+++ Text segment
Create ROI from a bounding box (EPSG:4326) → HEALPix ROI - RIOMAR

This notebook converts a lon/lat bounding box into a HEALPix (nested) ROI, using healpix-geo.

What you’ll get¶

child-level HEALPix cell IDs that cover the bbox
parent-level cell IDs (optional coarser ROI)
a boundary footprint polygon for plotting / masking workflows

Steps¶

Imports & helper(s)
Load dependencies and define helper function(s) used for boundary construction/plotting.
Define bbox and compute child-level coverage
Set (lon_min, lat_min, lon_max, lat_max) and child_level, then compute child_ids covering the bbox.
Convert to parent level and save IDs
Set parent_level, convert child_ids → parent_ids, deduplicate, and save to parent_ids.npz.
++++++
+++ Source material
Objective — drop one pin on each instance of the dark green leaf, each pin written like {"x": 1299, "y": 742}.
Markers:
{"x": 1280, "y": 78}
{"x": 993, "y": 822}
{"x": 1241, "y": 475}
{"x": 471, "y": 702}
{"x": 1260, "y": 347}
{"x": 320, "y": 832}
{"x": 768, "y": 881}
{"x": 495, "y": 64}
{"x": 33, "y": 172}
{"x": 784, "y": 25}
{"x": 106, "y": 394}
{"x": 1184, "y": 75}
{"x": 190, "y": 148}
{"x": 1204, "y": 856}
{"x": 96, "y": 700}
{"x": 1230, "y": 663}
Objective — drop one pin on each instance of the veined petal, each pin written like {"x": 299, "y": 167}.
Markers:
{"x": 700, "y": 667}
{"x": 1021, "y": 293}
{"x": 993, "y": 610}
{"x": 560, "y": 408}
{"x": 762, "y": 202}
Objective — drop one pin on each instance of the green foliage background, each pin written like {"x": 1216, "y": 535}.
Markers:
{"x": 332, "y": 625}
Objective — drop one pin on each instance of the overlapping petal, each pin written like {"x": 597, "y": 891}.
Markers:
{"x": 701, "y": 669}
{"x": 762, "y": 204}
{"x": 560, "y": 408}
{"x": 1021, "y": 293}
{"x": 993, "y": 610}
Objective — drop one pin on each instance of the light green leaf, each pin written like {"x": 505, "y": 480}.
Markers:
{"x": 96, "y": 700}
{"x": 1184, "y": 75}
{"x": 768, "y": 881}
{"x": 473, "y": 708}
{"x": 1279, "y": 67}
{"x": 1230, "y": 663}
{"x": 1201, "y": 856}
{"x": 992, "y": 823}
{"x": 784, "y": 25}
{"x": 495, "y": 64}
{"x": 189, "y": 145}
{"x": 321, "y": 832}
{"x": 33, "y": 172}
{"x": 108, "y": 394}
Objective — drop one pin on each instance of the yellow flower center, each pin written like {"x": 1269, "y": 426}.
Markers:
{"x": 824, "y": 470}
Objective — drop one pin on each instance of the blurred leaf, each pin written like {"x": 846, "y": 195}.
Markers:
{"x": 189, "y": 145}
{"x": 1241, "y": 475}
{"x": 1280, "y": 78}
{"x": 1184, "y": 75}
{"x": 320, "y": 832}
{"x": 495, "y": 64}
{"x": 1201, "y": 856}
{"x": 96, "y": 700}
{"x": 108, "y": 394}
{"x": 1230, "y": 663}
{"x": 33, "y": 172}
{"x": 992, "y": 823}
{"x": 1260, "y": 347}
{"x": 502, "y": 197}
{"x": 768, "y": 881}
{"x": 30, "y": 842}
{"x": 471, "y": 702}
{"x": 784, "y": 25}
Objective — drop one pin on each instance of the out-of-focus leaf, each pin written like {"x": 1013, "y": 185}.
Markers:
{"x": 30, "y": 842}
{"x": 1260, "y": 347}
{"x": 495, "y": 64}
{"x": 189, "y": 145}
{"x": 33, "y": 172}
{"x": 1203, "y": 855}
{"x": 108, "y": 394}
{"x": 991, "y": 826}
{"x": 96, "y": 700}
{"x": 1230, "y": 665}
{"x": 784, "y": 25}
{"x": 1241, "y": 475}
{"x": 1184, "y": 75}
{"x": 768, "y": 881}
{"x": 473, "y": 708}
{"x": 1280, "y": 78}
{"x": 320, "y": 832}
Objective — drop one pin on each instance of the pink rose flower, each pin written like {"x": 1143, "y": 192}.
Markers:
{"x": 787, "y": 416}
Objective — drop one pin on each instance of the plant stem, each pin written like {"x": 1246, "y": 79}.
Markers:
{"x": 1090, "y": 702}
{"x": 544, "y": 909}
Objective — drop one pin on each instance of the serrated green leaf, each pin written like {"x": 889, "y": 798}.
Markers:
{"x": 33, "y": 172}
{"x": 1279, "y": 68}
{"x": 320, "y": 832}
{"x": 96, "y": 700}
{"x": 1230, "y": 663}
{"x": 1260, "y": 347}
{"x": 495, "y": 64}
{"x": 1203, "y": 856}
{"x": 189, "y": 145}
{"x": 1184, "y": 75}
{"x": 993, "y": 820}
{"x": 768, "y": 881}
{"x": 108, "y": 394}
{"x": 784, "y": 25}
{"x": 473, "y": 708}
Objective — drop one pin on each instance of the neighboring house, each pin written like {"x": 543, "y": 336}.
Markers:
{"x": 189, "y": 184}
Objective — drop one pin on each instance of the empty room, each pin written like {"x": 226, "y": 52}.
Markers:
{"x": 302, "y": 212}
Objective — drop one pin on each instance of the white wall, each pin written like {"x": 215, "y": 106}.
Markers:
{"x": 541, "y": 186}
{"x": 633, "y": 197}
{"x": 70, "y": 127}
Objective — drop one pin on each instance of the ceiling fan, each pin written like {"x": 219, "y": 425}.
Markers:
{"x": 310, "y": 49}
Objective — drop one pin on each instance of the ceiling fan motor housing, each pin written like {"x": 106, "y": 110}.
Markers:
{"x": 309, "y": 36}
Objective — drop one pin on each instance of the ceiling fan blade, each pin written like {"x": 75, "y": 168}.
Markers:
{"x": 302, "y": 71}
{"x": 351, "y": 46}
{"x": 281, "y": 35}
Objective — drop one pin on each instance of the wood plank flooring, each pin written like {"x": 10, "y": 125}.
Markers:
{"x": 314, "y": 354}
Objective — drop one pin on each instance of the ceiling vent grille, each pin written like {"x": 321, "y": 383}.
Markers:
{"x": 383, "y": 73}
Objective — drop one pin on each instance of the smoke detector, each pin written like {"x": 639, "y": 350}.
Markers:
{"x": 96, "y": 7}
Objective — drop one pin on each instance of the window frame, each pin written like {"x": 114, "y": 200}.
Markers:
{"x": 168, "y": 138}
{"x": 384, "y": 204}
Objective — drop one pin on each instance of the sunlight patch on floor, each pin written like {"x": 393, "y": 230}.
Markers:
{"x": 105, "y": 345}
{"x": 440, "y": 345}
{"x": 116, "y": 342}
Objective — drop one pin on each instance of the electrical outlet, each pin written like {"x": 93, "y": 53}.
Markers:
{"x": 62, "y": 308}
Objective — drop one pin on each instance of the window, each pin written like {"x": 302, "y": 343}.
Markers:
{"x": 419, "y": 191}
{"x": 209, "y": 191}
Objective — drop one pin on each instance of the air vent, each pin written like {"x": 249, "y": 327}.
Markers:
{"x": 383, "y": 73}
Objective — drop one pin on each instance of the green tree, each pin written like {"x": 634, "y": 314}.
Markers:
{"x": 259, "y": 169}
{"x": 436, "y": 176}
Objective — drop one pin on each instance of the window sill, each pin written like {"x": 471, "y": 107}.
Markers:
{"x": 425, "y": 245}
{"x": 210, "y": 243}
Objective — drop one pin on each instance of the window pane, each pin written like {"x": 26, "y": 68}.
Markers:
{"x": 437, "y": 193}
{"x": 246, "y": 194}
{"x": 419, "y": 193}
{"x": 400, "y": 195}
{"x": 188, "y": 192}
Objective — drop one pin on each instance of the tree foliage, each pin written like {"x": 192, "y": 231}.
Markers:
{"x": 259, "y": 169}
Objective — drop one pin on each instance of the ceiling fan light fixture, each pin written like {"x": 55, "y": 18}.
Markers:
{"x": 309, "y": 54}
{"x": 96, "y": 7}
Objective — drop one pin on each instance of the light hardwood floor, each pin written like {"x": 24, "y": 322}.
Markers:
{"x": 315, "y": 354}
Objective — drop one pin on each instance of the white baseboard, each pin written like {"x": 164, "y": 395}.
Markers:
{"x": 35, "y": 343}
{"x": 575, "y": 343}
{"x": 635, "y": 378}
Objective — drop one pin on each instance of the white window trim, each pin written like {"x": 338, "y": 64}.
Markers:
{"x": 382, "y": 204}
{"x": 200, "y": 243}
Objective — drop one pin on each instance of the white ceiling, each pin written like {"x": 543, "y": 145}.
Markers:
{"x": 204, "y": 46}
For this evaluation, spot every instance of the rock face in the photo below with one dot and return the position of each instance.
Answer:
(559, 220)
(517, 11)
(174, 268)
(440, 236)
++++++
+++ Source material
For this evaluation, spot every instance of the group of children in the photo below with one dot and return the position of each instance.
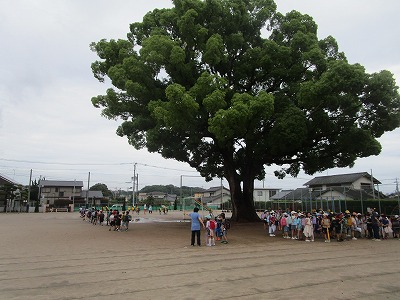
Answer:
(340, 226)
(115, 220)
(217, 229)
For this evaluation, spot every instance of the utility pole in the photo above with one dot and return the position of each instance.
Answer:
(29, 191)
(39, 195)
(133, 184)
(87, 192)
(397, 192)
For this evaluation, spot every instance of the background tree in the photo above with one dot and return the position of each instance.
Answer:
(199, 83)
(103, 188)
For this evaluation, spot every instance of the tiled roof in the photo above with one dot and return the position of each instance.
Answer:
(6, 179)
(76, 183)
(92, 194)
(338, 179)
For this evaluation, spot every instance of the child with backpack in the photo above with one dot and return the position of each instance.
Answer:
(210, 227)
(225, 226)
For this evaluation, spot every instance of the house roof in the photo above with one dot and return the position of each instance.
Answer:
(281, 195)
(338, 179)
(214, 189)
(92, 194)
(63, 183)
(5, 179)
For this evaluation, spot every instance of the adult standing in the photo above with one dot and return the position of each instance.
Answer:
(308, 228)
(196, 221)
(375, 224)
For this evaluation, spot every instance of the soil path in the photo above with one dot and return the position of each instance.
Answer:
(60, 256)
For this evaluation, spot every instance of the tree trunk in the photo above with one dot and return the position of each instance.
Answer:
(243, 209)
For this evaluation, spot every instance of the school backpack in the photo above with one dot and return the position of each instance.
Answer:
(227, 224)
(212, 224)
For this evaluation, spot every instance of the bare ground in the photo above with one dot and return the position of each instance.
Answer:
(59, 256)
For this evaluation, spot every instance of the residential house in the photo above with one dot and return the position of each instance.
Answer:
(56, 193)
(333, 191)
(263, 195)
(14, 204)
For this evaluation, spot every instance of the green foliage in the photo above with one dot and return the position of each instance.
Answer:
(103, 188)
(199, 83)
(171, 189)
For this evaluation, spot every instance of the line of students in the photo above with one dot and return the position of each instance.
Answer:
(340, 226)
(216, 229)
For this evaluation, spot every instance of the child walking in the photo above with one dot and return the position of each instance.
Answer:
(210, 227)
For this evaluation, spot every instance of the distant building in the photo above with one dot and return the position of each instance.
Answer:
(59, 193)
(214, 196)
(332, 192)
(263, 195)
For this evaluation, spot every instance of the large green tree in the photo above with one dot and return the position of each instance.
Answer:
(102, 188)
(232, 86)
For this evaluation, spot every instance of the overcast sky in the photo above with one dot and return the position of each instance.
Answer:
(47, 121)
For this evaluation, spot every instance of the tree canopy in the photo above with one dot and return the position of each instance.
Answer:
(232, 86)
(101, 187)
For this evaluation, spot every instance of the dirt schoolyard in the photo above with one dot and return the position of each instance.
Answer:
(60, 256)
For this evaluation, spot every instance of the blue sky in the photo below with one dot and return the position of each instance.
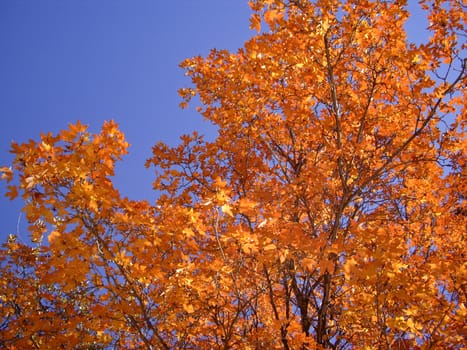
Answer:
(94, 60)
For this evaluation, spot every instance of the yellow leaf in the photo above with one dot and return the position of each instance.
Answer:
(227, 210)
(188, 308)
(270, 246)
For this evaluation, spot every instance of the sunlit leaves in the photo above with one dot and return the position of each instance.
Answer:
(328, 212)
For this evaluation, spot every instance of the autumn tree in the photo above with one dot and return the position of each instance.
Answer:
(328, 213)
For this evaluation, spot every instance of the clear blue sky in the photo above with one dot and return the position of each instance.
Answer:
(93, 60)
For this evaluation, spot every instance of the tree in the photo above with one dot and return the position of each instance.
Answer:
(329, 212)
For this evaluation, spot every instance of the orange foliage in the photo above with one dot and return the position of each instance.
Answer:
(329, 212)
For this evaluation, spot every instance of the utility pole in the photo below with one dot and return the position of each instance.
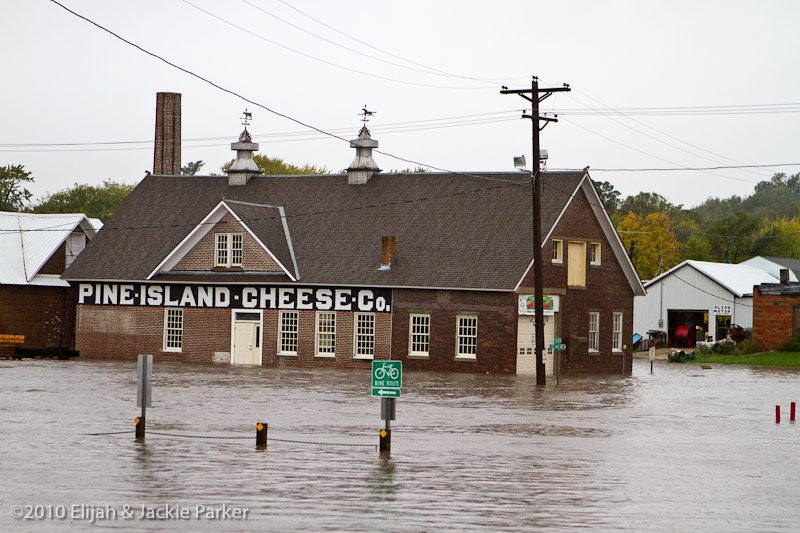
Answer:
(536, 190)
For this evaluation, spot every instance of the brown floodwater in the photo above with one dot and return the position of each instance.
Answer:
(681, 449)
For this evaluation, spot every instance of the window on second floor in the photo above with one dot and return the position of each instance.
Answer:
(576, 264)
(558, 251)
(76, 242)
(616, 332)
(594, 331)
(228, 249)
++++++
## Requirements
**A.** Answer these questions about the HEALPix notebook text:
(i) Which library performs the conversion?
(ii) What coordinate reference system does the title give for the bounding box?
(iii) Which file receives the saved parent IDs?
**B.** Please show every line of the records that contains the word "house".
These records are unrelated to the HEALPix notebook text.

## Task-by-task outputs
**A.**
(i) healpix-geo
(ii) EPSG:4326
(iii) parent_ids.npz

**B.**
Objective — drop one pin on each instance of the neighboring house, each pin written like {"x": 543, "y": 336}.
For this evaluation, spot every instance of the house roof in the photo above with one dot and return the position of each instance.
For this evaluation, spot every instance of the residential house in the photo above with one dot and return the position of each instance.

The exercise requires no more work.